= Stored rows =
>>>
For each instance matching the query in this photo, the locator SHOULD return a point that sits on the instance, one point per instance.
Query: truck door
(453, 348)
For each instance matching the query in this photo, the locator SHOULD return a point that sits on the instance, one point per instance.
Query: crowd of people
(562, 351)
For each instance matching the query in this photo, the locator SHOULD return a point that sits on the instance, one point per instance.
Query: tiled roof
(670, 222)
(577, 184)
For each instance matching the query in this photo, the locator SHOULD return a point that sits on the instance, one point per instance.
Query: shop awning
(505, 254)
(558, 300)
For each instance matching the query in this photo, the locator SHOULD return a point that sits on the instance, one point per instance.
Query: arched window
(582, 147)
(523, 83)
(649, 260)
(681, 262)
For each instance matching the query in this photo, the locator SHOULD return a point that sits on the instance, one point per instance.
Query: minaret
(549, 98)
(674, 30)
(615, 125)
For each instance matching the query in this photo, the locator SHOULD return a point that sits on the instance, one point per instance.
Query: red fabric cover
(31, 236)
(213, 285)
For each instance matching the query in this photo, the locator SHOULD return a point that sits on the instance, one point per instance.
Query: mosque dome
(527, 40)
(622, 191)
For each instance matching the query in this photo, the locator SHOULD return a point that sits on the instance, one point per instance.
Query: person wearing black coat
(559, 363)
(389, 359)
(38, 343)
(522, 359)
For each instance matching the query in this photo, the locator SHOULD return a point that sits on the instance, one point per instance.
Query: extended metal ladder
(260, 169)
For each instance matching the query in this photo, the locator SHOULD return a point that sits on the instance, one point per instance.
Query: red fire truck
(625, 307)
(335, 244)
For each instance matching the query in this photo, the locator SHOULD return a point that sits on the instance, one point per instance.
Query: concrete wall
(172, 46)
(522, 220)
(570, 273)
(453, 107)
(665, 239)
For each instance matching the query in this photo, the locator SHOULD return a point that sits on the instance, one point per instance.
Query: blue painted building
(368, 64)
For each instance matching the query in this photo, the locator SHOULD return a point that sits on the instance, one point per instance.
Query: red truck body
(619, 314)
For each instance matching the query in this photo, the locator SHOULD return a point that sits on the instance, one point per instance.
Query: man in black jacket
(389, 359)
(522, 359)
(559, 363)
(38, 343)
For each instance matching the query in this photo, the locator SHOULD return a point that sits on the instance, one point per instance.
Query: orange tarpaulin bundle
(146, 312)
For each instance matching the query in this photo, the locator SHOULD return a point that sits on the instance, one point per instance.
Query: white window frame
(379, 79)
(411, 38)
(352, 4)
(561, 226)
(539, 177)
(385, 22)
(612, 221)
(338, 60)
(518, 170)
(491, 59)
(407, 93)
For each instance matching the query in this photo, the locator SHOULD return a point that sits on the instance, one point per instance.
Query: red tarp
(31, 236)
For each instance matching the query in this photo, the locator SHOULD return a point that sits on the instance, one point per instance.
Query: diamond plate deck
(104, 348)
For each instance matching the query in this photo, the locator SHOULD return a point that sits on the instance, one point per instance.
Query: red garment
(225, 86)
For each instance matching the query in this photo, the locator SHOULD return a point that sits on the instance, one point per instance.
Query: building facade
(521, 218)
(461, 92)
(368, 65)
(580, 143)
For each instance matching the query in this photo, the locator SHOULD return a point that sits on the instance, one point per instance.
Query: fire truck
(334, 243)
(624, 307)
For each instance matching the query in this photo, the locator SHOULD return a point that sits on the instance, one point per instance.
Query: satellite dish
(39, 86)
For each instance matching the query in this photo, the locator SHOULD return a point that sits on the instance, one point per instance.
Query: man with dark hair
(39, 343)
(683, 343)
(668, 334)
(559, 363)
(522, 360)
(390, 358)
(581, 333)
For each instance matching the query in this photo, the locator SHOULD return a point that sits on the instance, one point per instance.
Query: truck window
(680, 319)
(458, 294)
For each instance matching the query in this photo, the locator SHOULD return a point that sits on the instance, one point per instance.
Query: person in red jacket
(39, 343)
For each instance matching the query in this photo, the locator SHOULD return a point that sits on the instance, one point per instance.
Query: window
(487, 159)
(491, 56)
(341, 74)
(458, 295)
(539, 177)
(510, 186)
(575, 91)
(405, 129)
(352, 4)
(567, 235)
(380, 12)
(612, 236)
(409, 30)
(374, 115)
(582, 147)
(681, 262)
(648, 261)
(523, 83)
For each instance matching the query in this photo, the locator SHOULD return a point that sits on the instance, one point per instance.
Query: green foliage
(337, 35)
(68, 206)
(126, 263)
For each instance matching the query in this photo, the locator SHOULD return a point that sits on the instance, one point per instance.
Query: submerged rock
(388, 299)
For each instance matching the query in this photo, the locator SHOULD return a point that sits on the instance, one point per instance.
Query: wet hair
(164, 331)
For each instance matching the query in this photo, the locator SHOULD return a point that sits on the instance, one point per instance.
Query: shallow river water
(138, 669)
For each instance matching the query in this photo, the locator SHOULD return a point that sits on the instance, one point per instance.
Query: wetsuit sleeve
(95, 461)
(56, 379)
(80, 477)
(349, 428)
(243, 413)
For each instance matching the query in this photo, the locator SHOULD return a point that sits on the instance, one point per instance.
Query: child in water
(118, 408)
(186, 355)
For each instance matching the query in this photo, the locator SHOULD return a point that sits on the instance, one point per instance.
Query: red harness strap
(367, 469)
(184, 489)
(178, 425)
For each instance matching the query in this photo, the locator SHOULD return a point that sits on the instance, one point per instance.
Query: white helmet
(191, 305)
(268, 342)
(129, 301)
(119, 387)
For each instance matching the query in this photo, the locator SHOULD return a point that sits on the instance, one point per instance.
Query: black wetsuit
<<<
= Exercise description =
Print the entries exactly. Include every one.

= Full solution =
For each instance matching the query in this photo, the locator SHOULD return a point that sits on the instance, one point per instance.
Query: truck door
(453, 348)
For each instance matching the query in this photo, the locator SHOULD return a point that sits on the instance, one point per instance.
Query: crowd of people
(562, 351)
For each instance matching the query in this photo, the locator SHOULD return a point that sits on the instance, one point per instance.
Query: tiled roof
(670, 222)
(577, 184)
For each instance matching the query in this photo, the locator SHOULD return a point that sits on the instance, one point per instance.
Query: shop awning
(505, 254)
(558, 300)
For each instance matching the query in this photo, the locator SHOULD return a point that sits on the instance, one point per instance.
Query: arched window
(582, 147)
(523, 83)
(649, 260)
(681, 262)
For each instance matching the query in this photo, the locator SHOULD return a point that sits on the instance, one point per instance.
Query: minaret
(549, 98)
(674, 30)
(615, 125)
For each instance matching the query in this photo, the locator SHOULD return a point that sits on the instance, one point per instance.
Query: red fabric cover
(31, 236)
(213, 285)
For each instance matching the query in this photo, the locator SHOULD return a point that sits on the instance, one point per instance.
Query: mosque dome
(527, 40)
(622, 191)
For each instance matching the query in this photo, the locator SHOULD return a point that sits on the instance, one point per instance.
Query: person wearing black coat
(559, 363)
(389, 359)
(38, 343)
(522, 359)
For each instance matching the query in this photo, the locator SHOULD return a point that sits on the instance, one point per instance.
Query: extended metal ladder
(260, 169)
For each instance matching the query in this photo, the locator SHOULD return a point that sits on the instance, one point per instance.
Query: red fire truck
(625, 307)
(335, 244)
For each instance matching the query in this photo, the locator SHOULD return a point that sits on the instance, one point per instance.
Query: concrete wall
(172, 46)
(522, 220)
(570, 273)
(453, 107)
(665, 239)
For each instance matching the query in this photo, the locator SHOULD return a point that sits on the instance, one point per instance.
Query: blue painted building
(368, 64)
For each instance matching the query in this photo, the locator SHOULD return a point that sits on the instance, one point per instance.
Query: red truck body
(619, 314)
For each instance matching the query in this photo, the locator SHOULD return a point that sits on the instance, one point per instance.
Query: man in black jacket
(389, 359)
(522, 359)
(559, 363)
(38, 343)
For each instance matching the query in this photo, the locator SHOULD return a point that sits on the instance, one point per instance.
Query: orange tarpaulin bundle
(146, 312)
For each instance matching the query in this photo, the locator SHOULD return a point that sits on the instance, one point per instance.
Query: white window frame
(379, 79)
(411, 38)
(352, 4)
(561, 226)
(539, 177)
(385, 22)
(612, 221)
(338, 60)
(518, 170)
(491, 59)
(407, 93)
For each instance matching the query in this photo, the locator SHOULD return a point that sits on the instance, one point per instance.
Query: red tarp
(31, 236)
For each instance matching the query in this photo, the locator SHOULD return a point that sits on the instance, one point per instance.
Query: diamond plate deck
(104, 348)
For each instance matching the query in this photo, the locator SHOULD return a point that sits on the instance, one point per instance.
Query: red garment
(225, 86)
For each instance matching the query in this photo, the locator SHOULD return a point that sits on the instance, one point per instance.
Query: building facade
(521, 218)
(461, 92)
(368, 65)
(580, 143)
For each instance matching the query in this photo, the locator SHOULD return a point that sits on the instance, one point per instance.
Query: fire truck
(334, 243)
(624, 307)
For each instance matching the query in this photo, the locator SHOULD return a point that sits on the instance, one point per instance.
Query: satellite dish
(39, 86)
For each instance matching the query in this photo, the locator SHOULD return a point that sits on the instance, one point per instance.
Query: man with dark hair
(39, 343)
(683, 343)
(668, 334)
(559, 363)
(522, 360)
(390, 358)
(581, 333)
For each instance matching the query in this photo, the locator SHOULD return a point that sits on the instance, one point per instance.
Query: truck window
(680, 319)
(458, 294)
For each instance matching the query in this photo, the locator SHOULD return a point that sits on the instance, one point per instance.
Query: person in red jacket
(39, 343)
For each instance matching the query in this photo, the locator SHOULD return a point that sits on the instance, one point per instance.
Query: window
(487, 159)
(491, 56)
(341, 74)
(458, 295)
(539, 177)
(510, 186)
(575, 91)
(405, 129)
(352, 4)
(567, 235)
(380, 12)
(612, 236)
(409, 30)
(374, 115)
(582, 147)
(681, 262)
(648, 261)
(523, 83)
For each instance matching the query in this photo, the locator SHOULD return a point that sits on the instance, one point per instance.
Query: green foliage
(337, 35)
(68, 206)
(126, 263)
For each instance matching the query in this photo, the locator SHOULD return a point that sits on the instance, one point per instance.
Query: submerged rock
(388, 299)
For each instance matching the query in this photo, the locator SHOULD return a point that sits on the instance, one point per instance.
Query: wet hair
(164, 331)
For each instance matching the query in this photo, the locator SHOULD return a point that sits on the instance, one point per instance.
Query: shallow river water
(138, 669)
For each instance matching the query in this photo, the locator SHOULD return a point that sits on the instance, one point per instance.
Query: wetsuit sleeve
(95, 461)
(56, 379)
(80, 477)
(349, 428)
(243, 413)
For each instance matching the query in this photo, the locator SHOULD return a point that sits on the instance, one point per instance.
Query: child in water
(118, 408)
(186, 355)
For each instance matching the query in this photo, the locator SHOULD return a point that sits on the instance, one point per instance.
Query: red harness strap
(367, 469)
(184, 489)
(178, 425)
For each instance matching the query in this photo, the locator SHOULD return a point that sits on the instance, one point per instance.
Query: white helmet
(191, 305)
(268, 342)
(129, 301)
(119, 387)
For each instance matching the query in this photo, the locator SHOULD return a point that sits on the instance, one point per instance.
Query: black wetsuit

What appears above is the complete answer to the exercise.